TASK DESCRIPTION: Please copy the part of the passage on SPO20 that opens with the words containing "The SPO20 gene was" and closes with "mutants (Table II).", changing "invertase" to "acid phosphatase".
Top of TEXT BLOCK
The S. cerevisiae genome contains one open reading frame, YMR017w, with significant sequence similarity to SEC9. For reasons described below, this open reading frame has been designated SPO20. The predicted protein encoded by SPO20 is 397 amino acids in length with 37% identity and 55% similarity to Sec9p over the carboxy-terminal 223 residues (Fig. 2). The amino-terminal region of Spo20p has no similarity to Sec9p or any other sequence in GenBank. In the domain conserved between Spo20p and Sec9p, Spo20p contains two 60 amino acid regions that together show 28% identity and 50% similarity to the mammalian t-SNARE subunit SNAP-25. Thus, SPO20 encodes a second S. cerevisiae SNAP-25 homologue.
The SPO20 gene was cloned by PCR from yeast genomic DNA, and a diploid strain homozygous for a deletion of SPO20 was constructed (see Materials and Methods). This deletion replaces the coding region for amino acids 41–268 of Spo20p with the URA3 gene, presumably creating a null allele. The deletion strain, AN67, was examined for secretory phenotypes. No defect was found either in the secretion of invertase or in the sorting of carboxypeptidase Y to the vacuole (Neiman, A.M., unpublished observations); however, AN67 failed to sporulate. Specifically, DAPI staining indicated that the spo20ΔURA3 mutant strain proceeded through meiosis but failed to form spores, similar to the sec1, sec4, and sec8 mutants (Table II).
To examine the SPO20 gene product further, an epitope-tagged allele was constructed by fusing a sequence encoding three copies of the influenza hemagglutinin epitope (HA) to the 3′ end of the coding region. This fusion gene partially complemented the spore formation defect of the spo20ΔURA3 mutant (see Materials and Methods). To examine the expression of SPO20, AN67 carrying the SPO20-HA fusion gene under the SPO20 promoter on a high copy plasmid was sporulated, and cells were removed at various times after transfer to sporulation medium. Extracts were made from these cells, and the proteins were analyzed by Western blot using anti-HA antibodies. Consistent with the lack of any obvious phenotype of the spo20ΔURA3 mutant in vegetative cells, the protein was not detectable in vegetative cells and was first detected between 3 and 6 h after shift to sporulation medium (Fig. 3). The induction of Spo20p is coincident with or just before the appearance of tetranucleate cells and thus corresponds to the time of the second meiotic division and the onset of prospore membrane formation (Fig. 3). Northern analysis of transcripts from a meiotic time course using SPO20 as a probe indicates that the transcript is seen only in sporulating cells (Conrad, M., personal communication). Therefore, induction of Spo20p seems to be regulated at the level of transcription.
Bottom of TEXT BLOCK
Top of EXTRACTED RECORDS
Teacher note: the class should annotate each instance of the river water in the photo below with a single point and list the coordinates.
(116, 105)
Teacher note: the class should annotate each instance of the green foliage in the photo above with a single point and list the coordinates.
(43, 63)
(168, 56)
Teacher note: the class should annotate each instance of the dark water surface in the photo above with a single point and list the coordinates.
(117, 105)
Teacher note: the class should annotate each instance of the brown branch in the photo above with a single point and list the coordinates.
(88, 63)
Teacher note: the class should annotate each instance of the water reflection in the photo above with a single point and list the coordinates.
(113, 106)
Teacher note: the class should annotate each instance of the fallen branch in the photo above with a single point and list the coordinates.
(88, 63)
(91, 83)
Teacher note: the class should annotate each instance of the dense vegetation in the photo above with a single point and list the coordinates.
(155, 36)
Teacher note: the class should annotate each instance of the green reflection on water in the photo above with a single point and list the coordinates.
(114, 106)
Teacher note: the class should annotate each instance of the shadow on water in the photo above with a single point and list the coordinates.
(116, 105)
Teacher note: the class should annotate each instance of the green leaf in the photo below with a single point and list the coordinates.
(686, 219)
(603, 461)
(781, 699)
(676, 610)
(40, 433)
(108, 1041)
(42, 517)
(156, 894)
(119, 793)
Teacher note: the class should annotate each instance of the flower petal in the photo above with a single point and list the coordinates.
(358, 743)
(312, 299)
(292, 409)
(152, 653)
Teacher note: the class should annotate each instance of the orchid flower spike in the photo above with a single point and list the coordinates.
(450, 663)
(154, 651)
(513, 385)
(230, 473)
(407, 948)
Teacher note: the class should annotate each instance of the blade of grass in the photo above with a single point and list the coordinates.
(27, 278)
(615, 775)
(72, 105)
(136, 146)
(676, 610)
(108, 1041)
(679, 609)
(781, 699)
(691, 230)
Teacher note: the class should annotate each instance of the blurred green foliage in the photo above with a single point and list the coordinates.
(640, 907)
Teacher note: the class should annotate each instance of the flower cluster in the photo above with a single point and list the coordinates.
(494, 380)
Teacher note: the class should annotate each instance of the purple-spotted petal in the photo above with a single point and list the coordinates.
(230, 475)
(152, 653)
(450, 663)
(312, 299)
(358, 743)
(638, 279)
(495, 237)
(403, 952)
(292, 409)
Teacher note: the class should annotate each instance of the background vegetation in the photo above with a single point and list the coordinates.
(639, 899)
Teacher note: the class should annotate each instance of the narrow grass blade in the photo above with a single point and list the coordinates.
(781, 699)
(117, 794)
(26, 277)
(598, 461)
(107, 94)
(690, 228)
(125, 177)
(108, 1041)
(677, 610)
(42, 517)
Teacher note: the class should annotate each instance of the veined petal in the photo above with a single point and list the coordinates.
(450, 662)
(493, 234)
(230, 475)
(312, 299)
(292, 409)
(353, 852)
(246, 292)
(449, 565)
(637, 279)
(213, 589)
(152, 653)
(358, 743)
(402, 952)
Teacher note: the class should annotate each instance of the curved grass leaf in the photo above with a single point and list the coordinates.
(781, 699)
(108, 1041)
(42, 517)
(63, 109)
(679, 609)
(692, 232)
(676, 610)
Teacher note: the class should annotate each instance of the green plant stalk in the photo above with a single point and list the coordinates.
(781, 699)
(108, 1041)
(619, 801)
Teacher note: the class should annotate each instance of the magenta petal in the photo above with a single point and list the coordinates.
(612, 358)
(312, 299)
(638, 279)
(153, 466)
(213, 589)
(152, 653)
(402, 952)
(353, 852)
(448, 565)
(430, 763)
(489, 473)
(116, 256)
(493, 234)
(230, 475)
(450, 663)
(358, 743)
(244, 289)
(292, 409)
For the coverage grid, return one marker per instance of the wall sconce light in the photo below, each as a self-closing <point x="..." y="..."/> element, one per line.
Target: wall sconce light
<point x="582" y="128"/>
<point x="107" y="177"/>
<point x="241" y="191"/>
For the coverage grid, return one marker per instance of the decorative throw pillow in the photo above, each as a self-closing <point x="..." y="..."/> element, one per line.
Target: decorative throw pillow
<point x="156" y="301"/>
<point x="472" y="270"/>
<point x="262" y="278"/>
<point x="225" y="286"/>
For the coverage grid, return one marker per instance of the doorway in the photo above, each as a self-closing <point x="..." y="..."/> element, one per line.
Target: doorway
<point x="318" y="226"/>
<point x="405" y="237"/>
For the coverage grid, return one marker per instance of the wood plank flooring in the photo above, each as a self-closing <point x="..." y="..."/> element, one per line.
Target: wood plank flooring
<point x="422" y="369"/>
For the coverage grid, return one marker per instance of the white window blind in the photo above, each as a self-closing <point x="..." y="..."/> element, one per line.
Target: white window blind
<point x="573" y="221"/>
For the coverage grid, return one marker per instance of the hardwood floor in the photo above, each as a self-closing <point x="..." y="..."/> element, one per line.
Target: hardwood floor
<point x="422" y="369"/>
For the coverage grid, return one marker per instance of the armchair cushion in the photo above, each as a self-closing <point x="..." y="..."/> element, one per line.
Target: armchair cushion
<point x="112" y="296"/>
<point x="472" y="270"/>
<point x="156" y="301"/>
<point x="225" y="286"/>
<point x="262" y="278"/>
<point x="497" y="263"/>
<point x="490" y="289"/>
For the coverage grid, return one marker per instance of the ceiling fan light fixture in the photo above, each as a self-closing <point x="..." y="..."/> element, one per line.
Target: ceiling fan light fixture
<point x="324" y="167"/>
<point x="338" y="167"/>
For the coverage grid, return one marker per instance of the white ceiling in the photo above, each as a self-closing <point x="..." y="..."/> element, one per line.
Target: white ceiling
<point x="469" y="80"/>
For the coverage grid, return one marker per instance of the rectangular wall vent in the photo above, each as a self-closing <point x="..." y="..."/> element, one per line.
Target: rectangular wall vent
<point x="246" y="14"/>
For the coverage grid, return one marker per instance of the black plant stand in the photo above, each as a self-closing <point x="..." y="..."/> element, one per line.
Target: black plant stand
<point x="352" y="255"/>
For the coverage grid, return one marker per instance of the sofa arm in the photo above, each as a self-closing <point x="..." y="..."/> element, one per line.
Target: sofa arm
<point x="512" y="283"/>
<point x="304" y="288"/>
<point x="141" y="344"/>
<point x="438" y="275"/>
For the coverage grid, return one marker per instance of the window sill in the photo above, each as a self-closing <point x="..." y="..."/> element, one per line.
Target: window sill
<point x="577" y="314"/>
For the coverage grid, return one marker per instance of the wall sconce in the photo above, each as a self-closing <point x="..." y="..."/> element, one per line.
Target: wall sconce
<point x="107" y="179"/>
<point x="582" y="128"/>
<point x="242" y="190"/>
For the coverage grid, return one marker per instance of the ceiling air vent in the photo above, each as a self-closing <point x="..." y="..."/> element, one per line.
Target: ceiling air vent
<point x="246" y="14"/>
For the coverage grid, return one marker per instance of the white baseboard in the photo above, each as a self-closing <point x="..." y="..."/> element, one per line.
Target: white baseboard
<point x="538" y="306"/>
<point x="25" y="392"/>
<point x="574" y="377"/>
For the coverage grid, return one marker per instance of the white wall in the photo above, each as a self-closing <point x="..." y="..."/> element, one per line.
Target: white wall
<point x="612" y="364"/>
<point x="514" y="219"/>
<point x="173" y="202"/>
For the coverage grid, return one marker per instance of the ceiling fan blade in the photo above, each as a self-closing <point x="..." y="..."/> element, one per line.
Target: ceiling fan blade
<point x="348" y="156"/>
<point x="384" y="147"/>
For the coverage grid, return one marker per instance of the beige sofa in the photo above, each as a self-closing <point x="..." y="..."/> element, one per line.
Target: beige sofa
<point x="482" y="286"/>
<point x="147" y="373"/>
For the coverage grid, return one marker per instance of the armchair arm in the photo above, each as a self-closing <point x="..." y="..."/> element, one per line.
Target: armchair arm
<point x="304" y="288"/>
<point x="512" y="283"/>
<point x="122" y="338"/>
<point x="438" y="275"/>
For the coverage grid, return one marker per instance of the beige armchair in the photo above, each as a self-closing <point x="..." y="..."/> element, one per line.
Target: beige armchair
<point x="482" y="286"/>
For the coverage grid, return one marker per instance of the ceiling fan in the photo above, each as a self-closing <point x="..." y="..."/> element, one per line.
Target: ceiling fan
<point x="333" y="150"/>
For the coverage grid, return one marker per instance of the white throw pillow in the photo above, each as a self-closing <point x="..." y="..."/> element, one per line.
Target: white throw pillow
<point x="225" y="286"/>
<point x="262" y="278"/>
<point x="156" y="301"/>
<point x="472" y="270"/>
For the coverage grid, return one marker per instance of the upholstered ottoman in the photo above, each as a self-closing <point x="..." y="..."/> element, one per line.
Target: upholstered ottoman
Bottom of EXTRACTED RECORDS
SOLUTION TO THE EXERCISE:
The SPO20 gene was cloned by PCR from yeast genomic DNA, and a diploid strain homozygous for a deletion of SPO20 was constructed (see Materials and Methods). This deletion replaces the coding region for amino acids 41–268 of Spo20p with the URA3 gene, presumably creating a null allele. The deletion strain, AN67, was examined for secretory phenotypes. No defect was found either in the secretion of acid phosphatase or in the sorting of carboxypeptidase Y to the vacuole (Neiman, A.M., unpublished observations); however, AN67 failed to sporulate. Specifically, DAPI staining indicated that the spo20ΔURA3 mutant strain proceeded through meiosis but failed to form spores, similar to the sec1, sec4, and sec8 mutants (Table II).